Input data
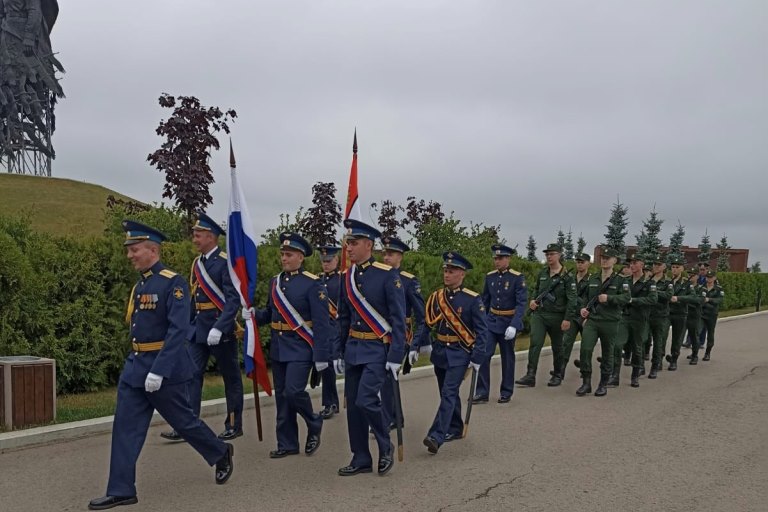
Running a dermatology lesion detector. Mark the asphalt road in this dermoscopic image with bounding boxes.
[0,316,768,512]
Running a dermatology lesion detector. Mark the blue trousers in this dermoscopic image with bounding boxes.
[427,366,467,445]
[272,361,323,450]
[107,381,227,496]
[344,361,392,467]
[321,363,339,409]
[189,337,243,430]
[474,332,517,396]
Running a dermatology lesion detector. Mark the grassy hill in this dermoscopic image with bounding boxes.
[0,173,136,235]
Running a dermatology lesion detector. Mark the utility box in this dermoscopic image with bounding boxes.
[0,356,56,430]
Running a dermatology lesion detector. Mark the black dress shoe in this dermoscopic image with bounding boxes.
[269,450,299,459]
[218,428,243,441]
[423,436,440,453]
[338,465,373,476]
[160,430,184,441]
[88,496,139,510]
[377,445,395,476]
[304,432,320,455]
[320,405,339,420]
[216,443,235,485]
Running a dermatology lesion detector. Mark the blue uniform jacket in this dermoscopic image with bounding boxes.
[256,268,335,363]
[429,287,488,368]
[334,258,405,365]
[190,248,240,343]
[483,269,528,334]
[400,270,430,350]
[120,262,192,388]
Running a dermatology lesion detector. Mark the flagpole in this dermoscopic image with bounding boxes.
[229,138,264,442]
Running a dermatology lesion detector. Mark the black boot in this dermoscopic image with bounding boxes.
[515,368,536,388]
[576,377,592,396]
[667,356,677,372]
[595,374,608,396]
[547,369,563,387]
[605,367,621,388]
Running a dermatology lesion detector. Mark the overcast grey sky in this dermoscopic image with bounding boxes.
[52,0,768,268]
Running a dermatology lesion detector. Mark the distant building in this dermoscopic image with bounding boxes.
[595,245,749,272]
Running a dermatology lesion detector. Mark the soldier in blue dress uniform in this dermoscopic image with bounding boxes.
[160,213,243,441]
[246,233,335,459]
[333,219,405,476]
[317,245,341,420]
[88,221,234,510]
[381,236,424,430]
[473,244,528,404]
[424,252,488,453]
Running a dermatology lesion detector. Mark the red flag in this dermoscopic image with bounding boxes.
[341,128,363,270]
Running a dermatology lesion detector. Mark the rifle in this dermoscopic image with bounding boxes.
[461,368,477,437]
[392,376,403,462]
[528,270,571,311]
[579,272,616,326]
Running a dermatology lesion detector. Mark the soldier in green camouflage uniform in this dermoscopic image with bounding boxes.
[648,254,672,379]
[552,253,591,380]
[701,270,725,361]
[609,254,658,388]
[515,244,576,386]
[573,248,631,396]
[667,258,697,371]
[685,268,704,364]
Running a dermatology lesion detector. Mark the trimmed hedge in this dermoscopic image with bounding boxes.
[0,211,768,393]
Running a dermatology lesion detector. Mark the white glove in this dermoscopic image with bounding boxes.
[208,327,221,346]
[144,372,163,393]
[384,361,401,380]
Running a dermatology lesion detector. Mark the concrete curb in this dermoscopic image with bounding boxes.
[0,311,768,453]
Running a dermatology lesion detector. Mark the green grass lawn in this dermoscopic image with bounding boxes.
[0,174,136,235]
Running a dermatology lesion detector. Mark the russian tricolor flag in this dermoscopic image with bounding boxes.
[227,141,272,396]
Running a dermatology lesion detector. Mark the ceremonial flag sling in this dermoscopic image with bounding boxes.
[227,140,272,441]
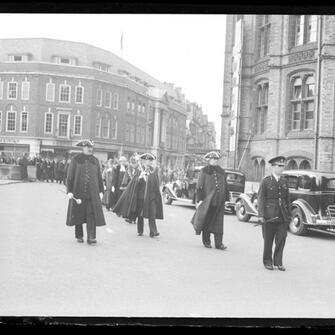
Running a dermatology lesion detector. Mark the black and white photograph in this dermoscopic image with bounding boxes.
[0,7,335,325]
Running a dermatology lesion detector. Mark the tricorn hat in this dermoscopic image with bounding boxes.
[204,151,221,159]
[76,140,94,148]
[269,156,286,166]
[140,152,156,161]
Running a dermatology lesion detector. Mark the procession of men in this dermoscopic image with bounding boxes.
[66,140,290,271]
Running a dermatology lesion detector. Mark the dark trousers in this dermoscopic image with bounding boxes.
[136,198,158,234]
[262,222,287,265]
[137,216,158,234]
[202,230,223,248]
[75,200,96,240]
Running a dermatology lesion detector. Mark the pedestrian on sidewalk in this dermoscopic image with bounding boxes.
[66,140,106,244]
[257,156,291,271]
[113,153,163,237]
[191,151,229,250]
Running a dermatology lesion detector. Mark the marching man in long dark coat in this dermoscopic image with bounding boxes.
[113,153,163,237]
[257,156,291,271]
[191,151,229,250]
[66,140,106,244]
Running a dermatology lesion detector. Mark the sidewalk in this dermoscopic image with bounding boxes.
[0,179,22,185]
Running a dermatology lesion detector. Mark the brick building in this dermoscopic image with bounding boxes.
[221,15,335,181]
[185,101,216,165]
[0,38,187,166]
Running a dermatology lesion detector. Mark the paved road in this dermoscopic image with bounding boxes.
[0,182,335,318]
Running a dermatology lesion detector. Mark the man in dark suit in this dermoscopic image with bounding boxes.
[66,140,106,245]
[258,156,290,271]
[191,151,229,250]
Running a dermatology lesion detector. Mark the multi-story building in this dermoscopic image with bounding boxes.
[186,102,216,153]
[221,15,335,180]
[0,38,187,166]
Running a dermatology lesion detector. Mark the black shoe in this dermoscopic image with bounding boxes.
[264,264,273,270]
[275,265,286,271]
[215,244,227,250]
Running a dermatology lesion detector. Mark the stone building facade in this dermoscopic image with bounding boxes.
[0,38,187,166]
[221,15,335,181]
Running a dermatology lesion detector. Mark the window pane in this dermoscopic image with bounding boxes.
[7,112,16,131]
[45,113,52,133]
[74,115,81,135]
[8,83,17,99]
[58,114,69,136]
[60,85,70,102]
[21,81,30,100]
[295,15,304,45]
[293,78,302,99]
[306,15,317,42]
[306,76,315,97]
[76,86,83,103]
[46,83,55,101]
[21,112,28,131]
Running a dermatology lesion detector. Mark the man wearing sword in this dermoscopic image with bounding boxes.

Problem to solve
Return all of the material above line for line and unchanged, leaving out the pictures.

Full response
Running a dermatology lesion detector. Mark the asphalt road in this dermoscopic image with bounding boxes.
[0,316,768,512]
Running a dermatology lesion detector. Mark the blue trousers in this dermoscopic image with bounding boxes.
[427,366,467,445]
[272,361,323,450]
[107,381,227,496]
[344,361,392,467]
[321,363,339,409]
[189,337,243,430]
[474,332,517,396]
Running a dermatology lesion detector. Mark the grassy hill in this dermoscopic image with bounding boxes.
[0,173,136,235]
Running a dermatology lesion detector. Mark the utility box in this dermoscopic image with bounding boxes.
[0,356,56,430]
Running a dermatology lesion detector. Mark the black dress shoe in this dermoscopic image with bounding boxes.
[269,450,299,459]
[218,428,243,441]
[423,436,440,453]
[338,465,373,476]
[160,430,184,441]
[88,496,139,510]
[377,445,395,476]
[304,432,320,455]
[320,405,339,420]
[216,443,235,485]
Running a dermatology lesion detector. Mark the blue uniform jacket in this dermoscopic image with bounding boxes.
[256,268,335,363]
[429,287,488,368]
[334,258,405,365]
[190,248,240,343]
[483,269,528,334]
[400,270,430,350]
[120,262,192,388]
Running a dermatology lesion detector. Mark the flagpole in this dermoscopic image with bounding boxes.
[229,138,264,442]
Running a dermatology lesion detector. Mark the black boot in this dermoscopic image with bounding boxes.
[515,368,536,388]
[576,377,592,396]
[667,356,677,372]
[595,374,608,396]
[547,369,563,387]
[605,367,621,388]
Running a dermatology lesion detector. Mark the overcast grey sky in this dermoscopic image with bounding boxes.
[52,0,768,268]
Running a dermatology lesion detector. Mark the distant building in this dermoscopic image with bounding boxes.
[595,245,749,272]
Running a dermatology lesion detector. Mark the soldier in blue dress uniform in this dermoscopic image with bounding boxes.
[160,213,243,441]
[246,233,335,459]
[333,219,405,476]
[317,245,341,420]
[88,221,234,510]
[381,236,424,430]
[473,244,528,404]
[424,252,488,453]
Running a dermatology lesion detector. Mark the red flag in this dermoscopic image with bounding boxes.
[341,128,363,270]
Running a dermatology lesion detector. Mark the rifle in this dermoscopic image with bounding boxes.
[461,368,477,437]
[392,376,403,462]
[528,270,571,311]
[579,272,616,326]
Running a dermatology lesion detector. Mark the soldier in green camouflage uniform in this dermoscopic image with bounding boxes.
[648,254,672,379]
[552,253,591,380]
[701,270,725,361]
[609,254,658,388]
[515,244,576,386]
[573,248,631,396]
[667,258,697,371]
[685,268,704,364]
Running a dermatology lesion detector. Mark the trimmed hedge in this dermoscopic image with bounding boxes.
[0,211,768,393]
Running a dermatology lesion detector. Mark the white glove in this dermoscopic image with bounding boxes.
[208,327,221,346]
[144,372,163,393]
[384,361,401,380]
Running a dermatology lesion detector. Mark the concrete curb in this dermoscopic image with bounding boxes.
[0,311,768,453]
Running a dermatology lesion detector. Mark the green grass lawn in this dermoscopic image with bounding boxes.
[0,174,136,235]
Running a dermatology lesion detector. Mark the russian tricolor flag in this dermoscopic image with bounding boxes.
[227,141,272,396]
Running a dermatology lesion detector. Mark the ceremonial flag sling in this dermoscopic image with bounding boxes.
[227,140,272,441]
Running a dermatology lesion detector. Mark the black and white photograph in this dermoscopic image with bounding boxes.
[0,7,335,325]
Running a dermatology lesion detector. Mark the tricorn hat in this dermoscopic image with bounding boxes.
[204,151,221,159]
[76,140,94,148]
[269,156,286,166]
[140,152,156,161]
Running a dermatology lesion detector. Mark the procession of men in this dermoscopic image with bounding boxes.
[66,140,290,271]
Running a dermatology lesion detector. Mark the dark trousers in this dermoscopic image with bounding boxes.
[136,198,158,234]
[262,222,287,265]
[137,216,158,234]
[202,230,223,248]
[75,200,96,240]
Running a dermatology lesion detector. Mark the pedestrian on sidewalk in this dermoscopic image with bounding boxes.
[66,140,106,244]
[257,156,291,271]
[113,153,163,237]
[191,151,229,250]
Running a dermatology lesion detector. Mark the marching man in long dark coat in this dermoscopic image with bounding boxes.
[113,153,163,237]
[257,156,291,271]
[191,151,229,250]
[66,140,106,244]
Running a dermatology lesion detector. Mark the sidewalk in this dermoscopic image with bounding boxes.
[0,179,22,185]
Running a dermatology lesion detector. Mark the brick building in this dermoscopic image with bounding boxes.
[221,15,335,181]
[185,101,216,165]
[0,38,187,166]
Running a dermatology lesion detector. Mark the paved road in this dermoscopic image with bounding boxes.
[0,182,335,318]
Running a dermatology lesion detector. Mark the man in dark suit in this dermoscopic image with bounding boxes.
[66,140,106,245]
[258,156,290,271]
[191,151,229,250]
Running a dermatology lesion detector. Mark the multi-story building in this dermoscopic image with bounding boxes.
[186,102,216,153]
[221,15,335,180]
[0,38,187,166]
Running a dermatology lesion detector. Mark the black shoe in this dermoscopic image with bounding boxes.
[264,264,273,270]
[275,265,286,271]
[215,244,227,250]
Running a dermatology lesion detector. Mark the stone building facade in this dermoscopic image with bounding boxes.
[0,38,187,166]
[221,15,335,181]
Running a dermatology lesion detector. Mark the window pane in this dermoscopic image with bounding boxes.
[7,112,16,131]
[45,113,52,133]
[74,115,81,135]
[8,83,17,99]
[58,114,69,136]
[60,85,70,102]
[21,81,30,100]
[295,15,304,45]
[293,78,302,99]
[306,15,317,42]
[306,76,315,97]
[76,86,83,103]
[46,83,55,101]
[21,112,28,131]
Running a dermatology lesion detector. Mark the man wearing sword in this dermoscopic image with bounding boxes.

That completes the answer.